## Written task
Starting with the row that contains "the yellow scarf" and going on through the last row of the records, both ends included, write all of those rows out again, requests included, and adjust every coordinate in the answers by -37. Leave the pictures out of your answer.

====== Material

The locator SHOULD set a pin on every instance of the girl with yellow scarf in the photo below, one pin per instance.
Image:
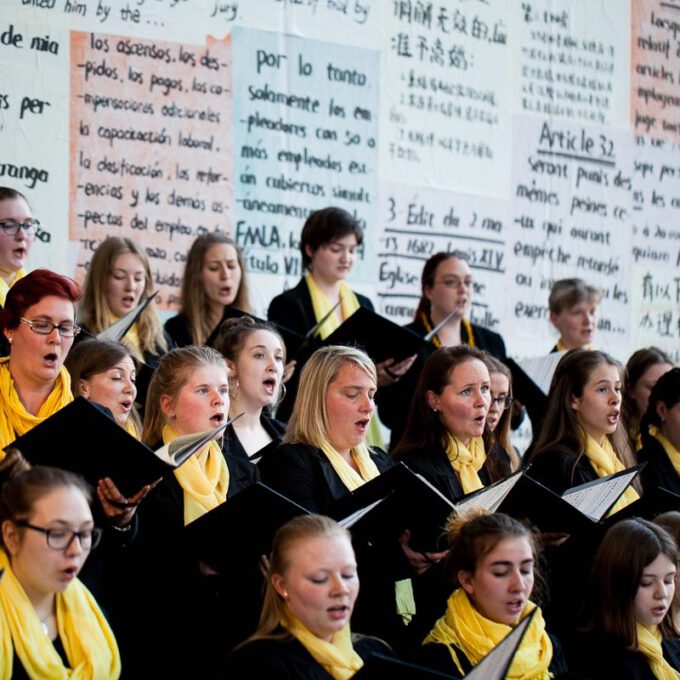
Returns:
(38, 328)
(491, 562)
(329, 243)
(50, 625)
(661, 435)
(443, 437)
(188, 393)
(583, 438)
(311, 588)
(628, 632)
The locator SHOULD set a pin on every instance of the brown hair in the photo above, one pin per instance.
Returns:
(638, 364)
(174, 369)
(501, 435)
(195, 305)
(286, 540)
(615, 578)
(561, 427)
(474, 533)
(22, 486)
(425, 428)
(566, 293)
(325, 226)
(93, 356)
(95, 311)
(428, 276)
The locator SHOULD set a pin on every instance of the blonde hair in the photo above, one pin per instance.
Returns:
(174, 370)
(95, 310)
(293, 533)
(308, 423)
(195, 306)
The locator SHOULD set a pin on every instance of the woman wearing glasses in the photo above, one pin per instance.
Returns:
(50, 625)
(443, 437)
(447, 287)
(500, 412)
(38, 327)
(17, 231)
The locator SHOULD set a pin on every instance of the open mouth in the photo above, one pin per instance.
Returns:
(217, 419)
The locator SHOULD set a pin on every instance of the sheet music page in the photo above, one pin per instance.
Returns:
(595, 499)
(491, 497)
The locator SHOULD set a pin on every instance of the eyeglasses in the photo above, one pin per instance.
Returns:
(61, 539)
(502, 403)
(454, 282)
(43, 327)
(11, 227)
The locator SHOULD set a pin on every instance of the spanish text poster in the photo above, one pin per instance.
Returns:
(305, 137)
(570, 218)
(572, 59)
(445, 116)
(34, 67)
(184, 20)
(416, 223)
(655, 63)
(348, 22)
(151, 150)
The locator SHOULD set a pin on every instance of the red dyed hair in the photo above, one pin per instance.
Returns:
(32, 288)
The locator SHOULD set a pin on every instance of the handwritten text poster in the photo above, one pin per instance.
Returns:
(150, 148)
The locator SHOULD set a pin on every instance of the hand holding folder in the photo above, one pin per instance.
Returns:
(83, 438)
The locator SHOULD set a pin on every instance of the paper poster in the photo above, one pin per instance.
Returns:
(445, 115)
(570, 218)
(571, 59)
(305, 137)
(150, 148)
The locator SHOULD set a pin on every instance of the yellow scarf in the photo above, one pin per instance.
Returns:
(603, 458)
(438, 343)
(349, 303)
(204, 478)
(466, 461)
(672, 453)
(348, 475)
(463, 626)
(337, 657)
(649, 643)
(131, 338)
(15, 420)
(90, 647)
(4, 286)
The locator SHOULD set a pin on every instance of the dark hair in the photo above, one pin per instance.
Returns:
(325, 226)
(569, 292)
(638, 364)
(667, 392)
(474, 533)
(561, 428)
(22, 486)
(501, 435)
(195, 305)
(233, 333)
(627, 548)
(93, 356)
(425, 429)
(9, 194)
(428, 276)
(29, 291)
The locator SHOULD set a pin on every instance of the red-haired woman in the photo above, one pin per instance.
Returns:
(38, 327)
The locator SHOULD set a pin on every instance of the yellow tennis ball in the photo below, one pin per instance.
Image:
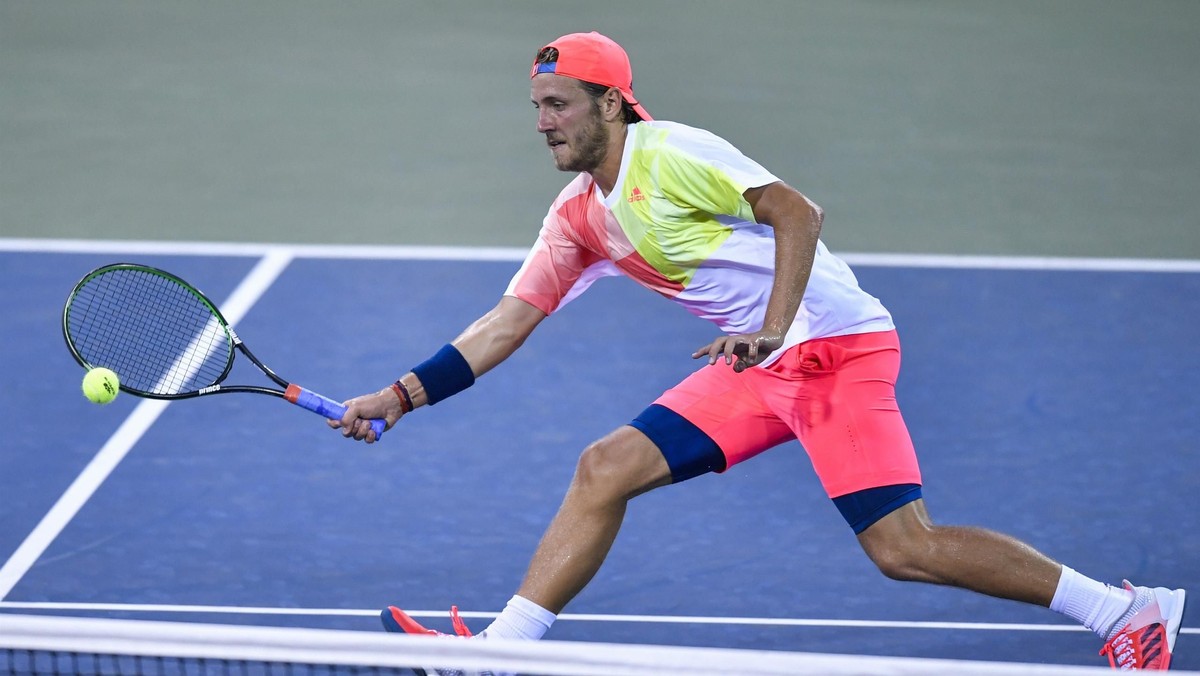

============

## The reply
The locator SHOULD set a pin on every instance of the yellow scarf in the photo above, one pin per instance.
Returns:
(566, 421)
(401, 306)
(312, 266)
(167, 441)
(429, 424)
(635, 416)
(311, 438)
(426, 589)
(300, 620)
(612, 606)
(94, 301)
(-22, 383)
(53, 610)
(-33, 249)
The locator SHOULD set a pin on every instance of the dark hair in the photo above, one pin per instance.
Returns:
(288, 189)
(532, 255)
(601, 327)
(630, 355)
(437, 496)
(524, 391)
(-15, 449)
(464, 398)
(158, 268)
(196, 296)
(590, 511)
(56, 319)
(388, 392)
(-28, 157)
(391, 239)
(-8, 254)
The locator SHOULD set a pin on every instance of the red-haired woman in the photo above, one pin per instance.
Returns:
(1, 290)
The locator SHOULD set a pin on every instance of the yellow tennis ball in the photo below, one pin per instance.
Image:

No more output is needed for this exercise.